> **PROBLEM**
Return each line of the data below unchanged, from start to finish.

> **Items from a labeling collection**
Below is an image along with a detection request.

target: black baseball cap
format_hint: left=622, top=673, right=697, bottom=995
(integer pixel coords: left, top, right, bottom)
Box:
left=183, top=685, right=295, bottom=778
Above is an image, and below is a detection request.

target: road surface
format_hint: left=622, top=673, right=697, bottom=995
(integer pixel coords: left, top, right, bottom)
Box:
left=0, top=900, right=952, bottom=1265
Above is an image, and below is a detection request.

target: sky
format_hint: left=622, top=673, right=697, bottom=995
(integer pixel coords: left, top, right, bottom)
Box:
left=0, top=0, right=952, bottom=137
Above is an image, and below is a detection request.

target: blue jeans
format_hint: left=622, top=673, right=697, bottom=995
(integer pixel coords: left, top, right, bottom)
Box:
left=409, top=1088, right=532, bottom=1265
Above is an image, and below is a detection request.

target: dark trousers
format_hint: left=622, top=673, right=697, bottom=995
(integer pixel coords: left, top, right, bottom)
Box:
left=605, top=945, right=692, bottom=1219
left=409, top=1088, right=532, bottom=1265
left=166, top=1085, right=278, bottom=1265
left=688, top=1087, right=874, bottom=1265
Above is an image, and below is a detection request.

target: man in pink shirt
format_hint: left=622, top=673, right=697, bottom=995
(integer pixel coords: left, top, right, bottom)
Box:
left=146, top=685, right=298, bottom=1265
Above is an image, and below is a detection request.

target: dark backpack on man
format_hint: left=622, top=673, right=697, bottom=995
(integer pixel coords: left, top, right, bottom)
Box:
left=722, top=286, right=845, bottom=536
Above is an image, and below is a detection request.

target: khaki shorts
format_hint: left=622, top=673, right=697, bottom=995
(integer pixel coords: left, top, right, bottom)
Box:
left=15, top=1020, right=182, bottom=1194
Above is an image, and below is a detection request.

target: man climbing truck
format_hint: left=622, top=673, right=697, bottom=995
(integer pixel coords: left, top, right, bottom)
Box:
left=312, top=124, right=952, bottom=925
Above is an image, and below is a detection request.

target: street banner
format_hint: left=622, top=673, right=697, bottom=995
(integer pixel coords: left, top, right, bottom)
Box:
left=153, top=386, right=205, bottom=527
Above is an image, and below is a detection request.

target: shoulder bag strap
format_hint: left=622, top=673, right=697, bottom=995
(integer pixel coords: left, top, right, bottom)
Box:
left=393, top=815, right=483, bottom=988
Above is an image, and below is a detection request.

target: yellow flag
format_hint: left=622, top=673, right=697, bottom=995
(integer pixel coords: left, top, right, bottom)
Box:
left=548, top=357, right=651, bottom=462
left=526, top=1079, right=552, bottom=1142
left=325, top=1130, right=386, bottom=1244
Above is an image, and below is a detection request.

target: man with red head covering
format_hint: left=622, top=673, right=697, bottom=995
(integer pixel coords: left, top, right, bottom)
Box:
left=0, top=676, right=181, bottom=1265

> **SOLUTION TO THIS PROBLEM**
Below is an image along with a detection request.

target: black baseball cap
format_hint: left=622, top=673, right=697, bottom=995
(integer pixel coords: left, top, right, bottom)
Box:
left=183, top=685, right=295, bottom=778
Above is an image, and below is a detection request.

target: road surface
format_hint: left=622, top=673, right=697, bottom=995
(integer pixel coords: left, top, right, bottom)
Box:
left=0, top=900, right=952, bottom=1265
Above is an image, and below is a detection request.

target: sky
format_hint: left=622, top=673, right=697, bottom=995
(integer pixel coords: left, top, right, bottom)
Box:
left=0, top=0, right=952, bottom=137
Above is an image, and below is a detection request.

target: blue jeans
format_hint: left=622, top=673, right=697, bottom=995
(integer pixel coords: left, top, right, bottom)
Box:
left=409, top=1088, right=532, bottom=1265
Above is an image, and below is a detection request.

target: dark trousers
format_hint: left=622, top=673, right=697, bottom=995
(integer pixel coords: left, top, right, bottom)
Box:
left=605, top=945, right=692, bottom=1219
left=409, top=1088, right=532, bottom=1265
left=166, top=1085, right=278, bottom=1265
left=688, top=1087, right=874, bottom=1265
Above is an image, and below is a detection request.

target: man in pink shirt
format_hint: left=622, top=673, right=697, bottom=995
(integer pixel coords: left, top, right, bottom)
Box:
left=146, top=685, right=298, bottom=1265
Above is an image, and below is a detection request.

target: dark backpack on man
format_hint: left=622, top=673, right=697, bottom=995
(integer pixel coords: left, top, right, bottom)
Box:
left=722, top=286, right=845, bottom=536
Above is an image, and below is a detection request.

target: khaki shorts
format_hint: left=622, top=673, right=697, bottom=995
(integer pixel coords: left, top, right, bottom)
Box:
left=15, top=1020, right=182, bottom=1194
Above is an image, and below is a detection request.

target: man climbing truck
format_hint: left=622, top=673, right=697, bottom=995
(integer pixel coords: left, top, right, bottom)
Box:
left=312, top=124, right=952, bottom=925
Above is an image, and below is a detection request.

target: street banner
format_hint: left=622, top=673, right=697, bottom=995
(integer pixel coords: left, top, right, bottom)
Box:
left=153, top=386, right=205, bottom=527
Above is an image, and below is a detection request.

target: shoulder bag strap
format_hint: left=622, top=673, right=697, bottom=995
(integer pixel coords: left, top, right, bottom)
Box:
left=393, top=815, right=483, bottom=988
Above is an image, and below is a detection request.

target: yellow flag
format_hint: left=622, top=673, right=697, bottom=995
(integer pixel coords: left, top, right, bottom)
Box:
left=548, top=357, right=651, bottom=462
left=526, top=1079, right=552, bottom=1142
left=325, top=1130, right=386, bottom=1244
Above is an image, and below is a detection request.

target: man with red head covering
format_hint: left=622, top=673, right=697, bottom=995
(integer pixel coords: left, top, right, bottom)
Box:
left=0, top=676, right=181, bottom=1265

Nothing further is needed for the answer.